Texto dado:

Son dos formas radicalmente distintas de
acercarse al conocimiento del pasado. La primera se basa en pruebas
documentales que se interpretan a la luz de un esquema racional; el segundo
quiere dar lecciones morales
RAQUEL MARIN |
Continúa la batalla por la historia. Y
continuará, porque, como ha escrito Richard Rorty, la lucha por el relato del
pasado es la lucha por el liderazgo político. Me atrevería a matizarlo: es la
lucha por la legitimidad, tanto de líderes como de instituciones. Cuando la
Biblia narra la creación del hombre en primer lugar y de la mujer a partir de
la extracción de una costilla suya —porque “no es bueno que el hombre esté
solo”—, está legitimando la postergación y sumisión del género femenino; como
cuando relata el pecado original está justificando la obligación de trabajar.
Me
objetarán: pero la Biblia no es un libro de historia; es una narración
legendaria, es puro mito; son hechos que no están avalados por evidencia
alguna; aceptarlos o no es un acto de fe. De acuerdo. Pero es que el mito, no
lo olvidemos, fue el origen de la historia y ha seguido estando íntimamente
unido a ella hasta hoy mismo —y en dosis nada despreciables—.

Filas de datos:
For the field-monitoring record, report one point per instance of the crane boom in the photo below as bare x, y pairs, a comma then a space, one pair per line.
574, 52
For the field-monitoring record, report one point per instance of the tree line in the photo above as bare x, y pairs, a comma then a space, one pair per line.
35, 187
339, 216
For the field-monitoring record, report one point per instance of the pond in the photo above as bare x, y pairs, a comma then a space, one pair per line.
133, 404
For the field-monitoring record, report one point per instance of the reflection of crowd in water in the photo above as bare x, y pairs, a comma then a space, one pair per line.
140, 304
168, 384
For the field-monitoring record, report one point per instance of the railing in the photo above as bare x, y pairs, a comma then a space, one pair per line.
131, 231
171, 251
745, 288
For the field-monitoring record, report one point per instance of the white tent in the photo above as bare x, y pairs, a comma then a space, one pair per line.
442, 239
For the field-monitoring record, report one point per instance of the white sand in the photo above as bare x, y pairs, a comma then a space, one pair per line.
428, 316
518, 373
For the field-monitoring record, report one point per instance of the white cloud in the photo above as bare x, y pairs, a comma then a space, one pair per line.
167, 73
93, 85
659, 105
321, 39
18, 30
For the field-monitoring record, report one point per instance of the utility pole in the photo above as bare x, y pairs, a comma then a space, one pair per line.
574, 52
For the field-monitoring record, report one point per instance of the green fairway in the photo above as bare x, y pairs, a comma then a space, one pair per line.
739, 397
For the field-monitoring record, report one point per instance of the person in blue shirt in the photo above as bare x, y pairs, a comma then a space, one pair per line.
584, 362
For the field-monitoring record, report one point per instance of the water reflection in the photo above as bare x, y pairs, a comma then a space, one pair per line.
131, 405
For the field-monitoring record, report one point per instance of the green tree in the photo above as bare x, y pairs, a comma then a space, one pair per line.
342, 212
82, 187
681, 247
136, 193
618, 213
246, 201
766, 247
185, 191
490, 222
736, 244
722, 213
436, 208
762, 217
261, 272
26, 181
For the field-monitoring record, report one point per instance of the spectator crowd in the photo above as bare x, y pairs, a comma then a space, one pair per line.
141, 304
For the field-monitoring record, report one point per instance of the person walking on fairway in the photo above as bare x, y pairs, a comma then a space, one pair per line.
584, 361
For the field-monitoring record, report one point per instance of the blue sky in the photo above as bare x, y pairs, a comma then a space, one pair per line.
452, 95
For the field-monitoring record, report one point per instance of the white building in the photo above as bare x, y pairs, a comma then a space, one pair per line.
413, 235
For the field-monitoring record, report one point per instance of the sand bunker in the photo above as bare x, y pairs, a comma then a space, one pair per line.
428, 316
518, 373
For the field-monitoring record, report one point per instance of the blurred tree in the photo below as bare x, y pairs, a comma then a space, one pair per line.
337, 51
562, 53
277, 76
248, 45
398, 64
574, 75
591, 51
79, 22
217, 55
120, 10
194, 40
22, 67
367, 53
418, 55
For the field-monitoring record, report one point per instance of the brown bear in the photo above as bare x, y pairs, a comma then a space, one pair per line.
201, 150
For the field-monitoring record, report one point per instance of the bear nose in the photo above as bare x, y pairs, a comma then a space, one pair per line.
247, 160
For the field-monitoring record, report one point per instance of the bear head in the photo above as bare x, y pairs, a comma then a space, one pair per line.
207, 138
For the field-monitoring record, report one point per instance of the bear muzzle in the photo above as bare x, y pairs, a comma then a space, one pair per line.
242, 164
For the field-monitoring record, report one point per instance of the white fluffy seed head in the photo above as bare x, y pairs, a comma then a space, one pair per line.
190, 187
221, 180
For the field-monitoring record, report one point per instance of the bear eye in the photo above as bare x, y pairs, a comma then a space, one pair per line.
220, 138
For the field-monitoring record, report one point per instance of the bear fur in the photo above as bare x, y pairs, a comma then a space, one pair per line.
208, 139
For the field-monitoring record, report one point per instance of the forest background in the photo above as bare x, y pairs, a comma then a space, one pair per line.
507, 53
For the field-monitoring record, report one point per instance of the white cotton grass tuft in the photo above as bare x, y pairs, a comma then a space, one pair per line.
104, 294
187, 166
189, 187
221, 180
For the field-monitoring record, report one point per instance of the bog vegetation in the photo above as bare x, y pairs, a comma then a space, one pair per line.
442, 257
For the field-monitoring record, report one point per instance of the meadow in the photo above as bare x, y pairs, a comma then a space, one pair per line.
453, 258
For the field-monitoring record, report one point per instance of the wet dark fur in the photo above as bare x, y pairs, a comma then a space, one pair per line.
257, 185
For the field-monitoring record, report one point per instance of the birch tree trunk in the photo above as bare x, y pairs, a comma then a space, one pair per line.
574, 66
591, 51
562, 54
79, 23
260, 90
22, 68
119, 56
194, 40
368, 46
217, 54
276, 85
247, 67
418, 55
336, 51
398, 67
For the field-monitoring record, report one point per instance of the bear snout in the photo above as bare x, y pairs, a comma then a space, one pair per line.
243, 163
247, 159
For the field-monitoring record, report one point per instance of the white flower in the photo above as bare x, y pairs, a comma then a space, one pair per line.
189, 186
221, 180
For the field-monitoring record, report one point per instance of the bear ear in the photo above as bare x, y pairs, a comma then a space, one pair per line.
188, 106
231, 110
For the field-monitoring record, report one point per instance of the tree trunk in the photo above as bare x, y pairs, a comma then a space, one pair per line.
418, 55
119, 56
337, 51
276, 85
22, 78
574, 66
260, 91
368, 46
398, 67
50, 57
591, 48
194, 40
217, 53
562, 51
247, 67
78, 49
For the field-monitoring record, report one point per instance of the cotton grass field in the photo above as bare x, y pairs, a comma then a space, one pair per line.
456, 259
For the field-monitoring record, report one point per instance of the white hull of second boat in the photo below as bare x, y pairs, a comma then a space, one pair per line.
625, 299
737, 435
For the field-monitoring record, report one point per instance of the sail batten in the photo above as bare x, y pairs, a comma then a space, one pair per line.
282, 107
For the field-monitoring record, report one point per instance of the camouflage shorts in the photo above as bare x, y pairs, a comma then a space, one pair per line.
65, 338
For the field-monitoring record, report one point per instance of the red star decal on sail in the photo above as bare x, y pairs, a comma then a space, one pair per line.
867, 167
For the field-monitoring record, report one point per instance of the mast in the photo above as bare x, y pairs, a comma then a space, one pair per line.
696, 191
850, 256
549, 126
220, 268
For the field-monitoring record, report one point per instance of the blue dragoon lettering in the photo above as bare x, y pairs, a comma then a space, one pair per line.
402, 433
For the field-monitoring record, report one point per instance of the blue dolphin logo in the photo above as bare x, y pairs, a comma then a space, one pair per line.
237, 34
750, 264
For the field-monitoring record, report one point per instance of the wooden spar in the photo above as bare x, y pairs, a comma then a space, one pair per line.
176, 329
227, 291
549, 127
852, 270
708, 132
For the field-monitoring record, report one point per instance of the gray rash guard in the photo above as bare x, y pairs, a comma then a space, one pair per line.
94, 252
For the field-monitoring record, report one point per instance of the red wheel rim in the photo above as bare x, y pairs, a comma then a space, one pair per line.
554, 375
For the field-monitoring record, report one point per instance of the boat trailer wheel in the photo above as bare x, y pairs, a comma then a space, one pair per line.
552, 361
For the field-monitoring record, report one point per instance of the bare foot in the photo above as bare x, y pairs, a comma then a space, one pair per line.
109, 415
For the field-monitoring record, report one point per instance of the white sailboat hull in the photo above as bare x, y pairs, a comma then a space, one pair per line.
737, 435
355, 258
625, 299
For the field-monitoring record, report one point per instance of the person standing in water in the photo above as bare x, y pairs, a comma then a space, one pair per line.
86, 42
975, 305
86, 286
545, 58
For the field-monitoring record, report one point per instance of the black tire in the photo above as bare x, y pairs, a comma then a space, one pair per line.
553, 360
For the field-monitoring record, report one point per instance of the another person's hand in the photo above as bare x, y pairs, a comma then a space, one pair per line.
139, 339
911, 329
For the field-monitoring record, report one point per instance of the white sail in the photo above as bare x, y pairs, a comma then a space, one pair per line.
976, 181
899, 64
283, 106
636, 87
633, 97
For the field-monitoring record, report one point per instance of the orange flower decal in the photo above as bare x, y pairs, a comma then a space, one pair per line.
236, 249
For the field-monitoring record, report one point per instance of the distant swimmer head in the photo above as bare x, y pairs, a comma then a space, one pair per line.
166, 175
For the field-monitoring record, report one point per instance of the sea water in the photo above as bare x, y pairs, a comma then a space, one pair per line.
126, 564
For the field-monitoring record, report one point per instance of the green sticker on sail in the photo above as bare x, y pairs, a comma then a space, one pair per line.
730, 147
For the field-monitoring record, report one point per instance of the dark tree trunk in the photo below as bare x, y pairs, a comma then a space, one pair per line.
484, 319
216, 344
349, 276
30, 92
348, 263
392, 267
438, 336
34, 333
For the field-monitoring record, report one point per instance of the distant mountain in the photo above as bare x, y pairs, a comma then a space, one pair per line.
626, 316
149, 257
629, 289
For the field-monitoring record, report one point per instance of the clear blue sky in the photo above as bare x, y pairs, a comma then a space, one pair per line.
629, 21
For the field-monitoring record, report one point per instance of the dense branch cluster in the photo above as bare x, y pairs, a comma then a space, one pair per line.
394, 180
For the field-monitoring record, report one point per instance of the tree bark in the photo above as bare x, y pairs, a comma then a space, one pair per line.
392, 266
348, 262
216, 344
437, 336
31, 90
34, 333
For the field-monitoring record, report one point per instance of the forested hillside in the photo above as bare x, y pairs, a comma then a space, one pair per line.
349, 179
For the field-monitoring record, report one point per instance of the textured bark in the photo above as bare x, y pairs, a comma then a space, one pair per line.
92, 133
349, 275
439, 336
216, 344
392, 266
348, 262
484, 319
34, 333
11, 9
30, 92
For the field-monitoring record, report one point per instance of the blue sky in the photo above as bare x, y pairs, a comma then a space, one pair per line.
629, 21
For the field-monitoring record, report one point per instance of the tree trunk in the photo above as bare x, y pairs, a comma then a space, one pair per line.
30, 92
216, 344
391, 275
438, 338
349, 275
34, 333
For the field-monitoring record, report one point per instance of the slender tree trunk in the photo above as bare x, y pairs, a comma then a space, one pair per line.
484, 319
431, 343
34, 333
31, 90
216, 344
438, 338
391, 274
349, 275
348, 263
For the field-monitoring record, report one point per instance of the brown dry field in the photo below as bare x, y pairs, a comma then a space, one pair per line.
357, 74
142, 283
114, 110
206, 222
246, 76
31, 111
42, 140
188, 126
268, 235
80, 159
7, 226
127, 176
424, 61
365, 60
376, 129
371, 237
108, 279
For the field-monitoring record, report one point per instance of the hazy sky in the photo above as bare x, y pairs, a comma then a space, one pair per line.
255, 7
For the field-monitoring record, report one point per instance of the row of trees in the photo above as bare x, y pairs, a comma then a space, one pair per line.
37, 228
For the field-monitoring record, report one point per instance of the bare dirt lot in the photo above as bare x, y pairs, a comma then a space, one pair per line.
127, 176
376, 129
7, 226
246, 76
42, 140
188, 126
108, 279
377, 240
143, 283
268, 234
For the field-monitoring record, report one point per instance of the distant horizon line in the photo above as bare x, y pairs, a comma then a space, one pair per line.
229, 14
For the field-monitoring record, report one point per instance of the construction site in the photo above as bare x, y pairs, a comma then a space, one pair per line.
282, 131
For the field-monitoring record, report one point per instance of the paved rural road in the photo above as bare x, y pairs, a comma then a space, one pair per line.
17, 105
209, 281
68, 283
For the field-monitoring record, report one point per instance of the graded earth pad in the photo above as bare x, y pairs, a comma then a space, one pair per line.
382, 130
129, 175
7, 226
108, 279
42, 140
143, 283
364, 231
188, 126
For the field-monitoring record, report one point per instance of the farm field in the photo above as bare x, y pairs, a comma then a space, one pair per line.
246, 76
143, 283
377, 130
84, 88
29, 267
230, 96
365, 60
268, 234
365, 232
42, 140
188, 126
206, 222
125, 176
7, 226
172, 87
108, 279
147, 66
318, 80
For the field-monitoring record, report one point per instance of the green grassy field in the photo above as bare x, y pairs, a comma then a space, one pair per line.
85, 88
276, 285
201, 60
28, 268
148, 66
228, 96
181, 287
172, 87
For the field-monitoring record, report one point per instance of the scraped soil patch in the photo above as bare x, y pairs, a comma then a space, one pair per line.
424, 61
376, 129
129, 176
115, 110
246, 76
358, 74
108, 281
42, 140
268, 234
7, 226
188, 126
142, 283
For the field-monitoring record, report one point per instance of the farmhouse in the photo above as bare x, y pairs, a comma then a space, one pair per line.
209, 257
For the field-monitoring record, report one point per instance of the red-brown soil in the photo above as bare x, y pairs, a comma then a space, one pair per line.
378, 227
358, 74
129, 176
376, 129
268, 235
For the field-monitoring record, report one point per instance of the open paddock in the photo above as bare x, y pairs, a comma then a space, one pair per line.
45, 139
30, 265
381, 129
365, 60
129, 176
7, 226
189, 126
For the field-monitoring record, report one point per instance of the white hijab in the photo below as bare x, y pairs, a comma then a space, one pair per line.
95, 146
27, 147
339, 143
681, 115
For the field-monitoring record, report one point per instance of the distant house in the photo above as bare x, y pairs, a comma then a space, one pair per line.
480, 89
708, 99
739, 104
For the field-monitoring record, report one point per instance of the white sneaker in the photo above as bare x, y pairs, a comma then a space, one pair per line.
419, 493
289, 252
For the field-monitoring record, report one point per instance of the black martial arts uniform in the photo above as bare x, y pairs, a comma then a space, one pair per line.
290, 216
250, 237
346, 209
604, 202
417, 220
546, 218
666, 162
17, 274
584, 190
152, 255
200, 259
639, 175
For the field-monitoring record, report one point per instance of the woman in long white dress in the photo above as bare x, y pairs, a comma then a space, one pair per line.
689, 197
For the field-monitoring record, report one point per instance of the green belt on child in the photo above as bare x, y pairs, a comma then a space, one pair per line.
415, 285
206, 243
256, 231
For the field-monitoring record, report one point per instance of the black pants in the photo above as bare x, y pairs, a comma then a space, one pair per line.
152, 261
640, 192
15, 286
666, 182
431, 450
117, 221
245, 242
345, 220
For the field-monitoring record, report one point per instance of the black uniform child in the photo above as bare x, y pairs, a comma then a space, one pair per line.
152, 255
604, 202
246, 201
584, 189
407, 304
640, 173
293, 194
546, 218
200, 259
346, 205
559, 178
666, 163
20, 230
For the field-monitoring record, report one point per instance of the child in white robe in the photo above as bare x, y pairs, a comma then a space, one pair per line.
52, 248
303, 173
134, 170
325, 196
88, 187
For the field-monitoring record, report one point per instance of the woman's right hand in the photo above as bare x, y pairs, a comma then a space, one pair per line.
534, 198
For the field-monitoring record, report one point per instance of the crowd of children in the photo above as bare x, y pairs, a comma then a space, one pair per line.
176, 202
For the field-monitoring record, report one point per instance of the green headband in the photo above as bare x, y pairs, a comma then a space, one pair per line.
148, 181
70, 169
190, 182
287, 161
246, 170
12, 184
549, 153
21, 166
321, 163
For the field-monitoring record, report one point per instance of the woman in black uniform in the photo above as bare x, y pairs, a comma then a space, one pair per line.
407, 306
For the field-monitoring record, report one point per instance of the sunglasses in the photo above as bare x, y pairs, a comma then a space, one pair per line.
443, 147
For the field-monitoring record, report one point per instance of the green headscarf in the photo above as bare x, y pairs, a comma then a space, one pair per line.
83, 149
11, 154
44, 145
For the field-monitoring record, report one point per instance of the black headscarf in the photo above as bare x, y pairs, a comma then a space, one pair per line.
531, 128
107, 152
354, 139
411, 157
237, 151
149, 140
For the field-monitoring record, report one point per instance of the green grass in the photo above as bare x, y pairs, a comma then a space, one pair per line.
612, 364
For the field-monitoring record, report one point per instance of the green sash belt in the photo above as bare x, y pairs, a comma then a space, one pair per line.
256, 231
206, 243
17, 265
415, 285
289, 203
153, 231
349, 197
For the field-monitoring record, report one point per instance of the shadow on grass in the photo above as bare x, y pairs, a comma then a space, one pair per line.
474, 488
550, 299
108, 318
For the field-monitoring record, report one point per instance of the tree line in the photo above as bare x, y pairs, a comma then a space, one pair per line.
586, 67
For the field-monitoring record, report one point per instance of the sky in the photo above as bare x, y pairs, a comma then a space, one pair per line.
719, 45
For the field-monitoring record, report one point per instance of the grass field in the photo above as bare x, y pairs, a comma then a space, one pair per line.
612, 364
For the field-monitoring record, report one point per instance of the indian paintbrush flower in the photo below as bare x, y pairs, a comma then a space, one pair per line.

Ejercicio propuesto 1:
Enumera las objeciones que, según el texto sobre la batalla por la historia, se le harán a quien escribe cuando presenta la Biblia como relato que legitima.
Ejercicio propuesto 2:
Localiza y copia cada línea de las filas en la que aparezca la palabra "uniform".

Respuesta 1:
- La Biblia no es un libro de historia.
- Es una narración legendaria.
- Es puro mito.
- Son hechos que no están avalados por evidencia alguna.
- Aceptarlos o no es un acto de fe.

Respuesta 2:
For the field-monitoring record, report one point per instance of the black martial arts uniform in the photo above as bare x, y pairs, a comma then a space, one pair per line.
For the field-monitoring record, report one point per instance of the black uniform child in the photo above as bare x, y pairs, a comma then a space, one pair per line.
For the field-monitoring record, report one point per instance of the woman in black uniform in the photo above as bare x, y pairs, a comma then a space, one pair per line.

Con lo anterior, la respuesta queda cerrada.